**WHAT TO PRODUCE:** Repeat the data exactly, every last line of it.
☆ ☆ ☆ ☆
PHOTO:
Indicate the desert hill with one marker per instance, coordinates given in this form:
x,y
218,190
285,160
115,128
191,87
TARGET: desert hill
☆ ☆ ☆ ☆
**OUTPUT:**
PHOTO:
Indicate the desert hill with one marker per instance, coordinates given in this form:
x,y
218,190
285,160
115,128
191,87
TARGET: desert hill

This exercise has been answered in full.